(Point placement rows)
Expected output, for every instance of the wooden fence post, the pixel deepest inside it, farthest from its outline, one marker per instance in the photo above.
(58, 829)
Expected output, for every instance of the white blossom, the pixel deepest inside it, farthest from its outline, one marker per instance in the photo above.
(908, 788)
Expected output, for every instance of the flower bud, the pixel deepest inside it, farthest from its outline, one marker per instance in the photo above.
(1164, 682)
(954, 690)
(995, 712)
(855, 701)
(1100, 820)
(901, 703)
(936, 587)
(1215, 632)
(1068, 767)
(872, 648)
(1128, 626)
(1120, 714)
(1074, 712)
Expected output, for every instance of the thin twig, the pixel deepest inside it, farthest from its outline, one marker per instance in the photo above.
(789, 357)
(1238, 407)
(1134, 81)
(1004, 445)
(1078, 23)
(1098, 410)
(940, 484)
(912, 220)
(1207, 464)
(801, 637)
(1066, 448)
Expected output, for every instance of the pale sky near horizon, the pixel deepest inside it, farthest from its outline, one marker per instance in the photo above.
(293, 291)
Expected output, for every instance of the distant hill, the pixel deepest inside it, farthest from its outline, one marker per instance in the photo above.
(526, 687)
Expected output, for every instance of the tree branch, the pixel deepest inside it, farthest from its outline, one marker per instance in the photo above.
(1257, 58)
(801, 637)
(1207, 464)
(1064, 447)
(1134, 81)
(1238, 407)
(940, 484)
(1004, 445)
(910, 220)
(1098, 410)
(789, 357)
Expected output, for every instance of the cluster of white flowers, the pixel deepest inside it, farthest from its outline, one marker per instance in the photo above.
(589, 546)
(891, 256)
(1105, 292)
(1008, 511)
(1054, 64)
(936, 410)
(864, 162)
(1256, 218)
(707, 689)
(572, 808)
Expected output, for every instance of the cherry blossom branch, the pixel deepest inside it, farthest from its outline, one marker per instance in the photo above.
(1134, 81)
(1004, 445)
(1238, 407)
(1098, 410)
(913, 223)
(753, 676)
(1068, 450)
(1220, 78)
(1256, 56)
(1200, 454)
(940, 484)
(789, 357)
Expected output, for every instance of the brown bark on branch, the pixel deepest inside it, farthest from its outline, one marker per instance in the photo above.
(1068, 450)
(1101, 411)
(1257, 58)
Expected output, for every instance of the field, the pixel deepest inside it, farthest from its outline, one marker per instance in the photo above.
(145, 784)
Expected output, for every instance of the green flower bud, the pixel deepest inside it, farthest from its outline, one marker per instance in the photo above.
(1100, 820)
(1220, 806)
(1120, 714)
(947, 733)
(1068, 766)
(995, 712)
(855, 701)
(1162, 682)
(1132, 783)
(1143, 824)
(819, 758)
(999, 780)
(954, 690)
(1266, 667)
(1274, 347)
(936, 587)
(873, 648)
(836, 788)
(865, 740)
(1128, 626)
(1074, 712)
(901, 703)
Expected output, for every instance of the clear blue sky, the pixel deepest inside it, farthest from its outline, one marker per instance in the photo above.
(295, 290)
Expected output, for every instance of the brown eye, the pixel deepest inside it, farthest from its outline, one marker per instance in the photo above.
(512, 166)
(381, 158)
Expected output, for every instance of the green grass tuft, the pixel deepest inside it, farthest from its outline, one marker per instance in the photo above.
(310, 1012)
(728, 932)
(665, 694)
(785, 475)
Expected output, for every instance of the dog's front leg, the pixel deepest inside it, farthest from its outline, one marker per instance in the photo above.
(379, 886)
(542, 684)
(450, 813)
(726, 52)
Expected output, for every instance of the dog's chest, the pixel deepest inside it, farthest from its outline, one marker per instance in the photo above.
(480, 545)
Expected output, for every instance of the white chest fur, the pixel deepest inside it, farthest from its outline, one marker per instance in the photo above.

EXERCISE: Repeat every one of the rows above word for word, with nothing changed.

TASK RESULT:
Expected output, for every instance of the wooden fence post, the pixel deepest inside it, farthest from its outline, one marker per instance in the photo above.
(58, 829)
Expected output, for every instance of the white blossom, the pixel deepest inside it, farthest from its outline, one marker per instance in the photo above.
(908, 788)
Expected output, for every instance of the flower bud, the pixel deepest inside it, farthest from its outline, one marker per instance in the photo above.
(1164, 682)
(954, 690)
(995, 712)
(855, 701)
(1100, 820)
(901, 703)
(936, 587)
(1215, 632)
(1068, 767)
(872, 648)
(1128, 626)
(1120, 714)
(1074, 712)
Expected output, for every instance of the thin twig, the pixel deepest inside it, farthest from its outline, one marker per instance in the photo above.
(789, 357)
(1238, 407)
(1134, 81)
(1004, 445)
(1078, 23)
(1098, 410)
(940, 484)
(912, 220)
(1207, 464)
(801, 637)
(1066, 448)
Expected output, for every instance of the pale sky near horizon, the pixel deepest inside it, farthest from its outline, one marker per instance in the photo above.
(293, 291)
Expected output, for every instance of the distant hill, the pixel deepest inside it, farthest from its outline, one marker per instance in the photo above.
(526, 687)
Expected output, for every instance of the tree branch, the pixel deepest inside it, farthest from its outline, one marker per instance in the photo above.
(1257, 58)
(801, 637)
(1207, 464)
(1064, 447)
(1134, 81)
(1238, 407)
(940, 484)
(1004, 445)
(910, 220)
(1098, 410)
(789, 357)
Expected output, for every instance of the cluster of white flowers, the pixel deepest inside it, farthest from its outline, one marker per instance in the photo above.
(589, 546)
(891, 256)
(1105, 292)
(1008, 511)
(1054, 64)
(936, 410)
(864, 162)
(1256, 218)
(707, 689)
(572, 808)
Expected output, for every instance of the cherry blossom branch, the pixel deepest inside it, farthest from its outline, one marker per instance in the photo above.
(1134, 81)
(1004, 445)
(1238, 407)
(1098, 410)
(913, 223)
(753, 676)
(1068, 450)
(1220, 78)
(1256, 56)
(1200, 454)
(940, 484)
(789, 357)
Expected output, for every instance of the brown bark on branch, the pixel deepest inside it, farthest from its outline, one marker per instance in the photo above.
(1068, 450)
(1101, 411)
(1257, 58)
Expected output, for every instance of the field, the pixel deepest inside it, farthest from its outline, one marker per instance in the photo above.
(145, 784)
Expected output, for every instance of the green flower bud, the pixel deepest inside it, farthest from its outline, one marker per instance in the photo above.
(1100, 820)
(1220, 806)
(1120, 714)
(947, 733)
(1068, 766)
(995, 712)
(855, 701)
(1162, 682)
(1132, 783)
(1143, 824)
(819, 758)
(999, 780)
(954, 690)
(1266, 667)
(1274, 347)
(936, 587)
(873, 648)
(836, 788)
(865, 740)
(1128, 626)
(1074, 712)
(901, 703)
Expected output, for every instance of the clear blue sky, the pixel deepest inside it, farthest from its outline, one marker per instance in the photo above.
(295, 290)
Expected output, for every instance of the brown eye, the pixel deepest inside it, farthest from its outline, one marker per instance in the photo above.
(512, 166)
(381, 158)
Expected output, for every instance of the green grass tuft, the pixel deepest inside it, farthest from its outline, one marker per instance in the photo above.
(310, 1012)
(728, 932)
(665, 694)
(785, 475)
Expected output, for every instance of the dog's front leg, the pixel deepest inside it, farthest from its outline, one marker per instance in the photo above.
(379, 886)
(542, 684)
(450, 813)
(726, 52)
Expected output, for every instance of the dog's chest, the pixel deepest inside it, farthest from its outline, one marker per instance in the photo above.
(480, 545)
Expected output, for every instance of the white chest fur, the pixel deepest inside it, farthest from its outline, one marker per instance in the photo above.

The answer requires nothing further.